***** PROVIDED ENTRIES
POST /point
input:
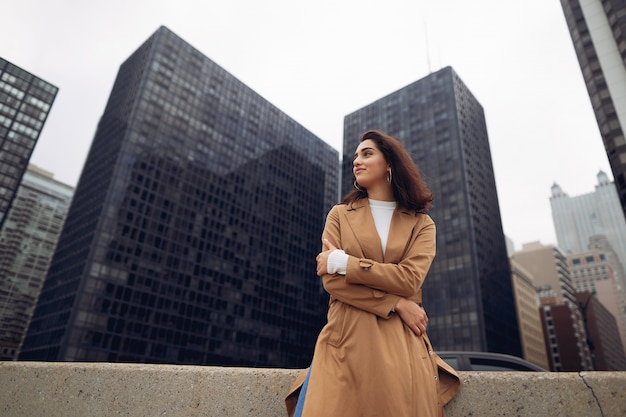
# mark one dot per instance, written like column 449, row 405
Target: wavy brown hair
column 409, row 189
**********
▶ **AIM OF THE TASK**
What you give back should match the entries above exactly, except that pictures are dropped.

▶ **SOLUTION FOR THIS TASK**
POST /point
input:
# mark one dot per instance, written like column 449, row 405
Target: wavy brown hair
column 409, row 189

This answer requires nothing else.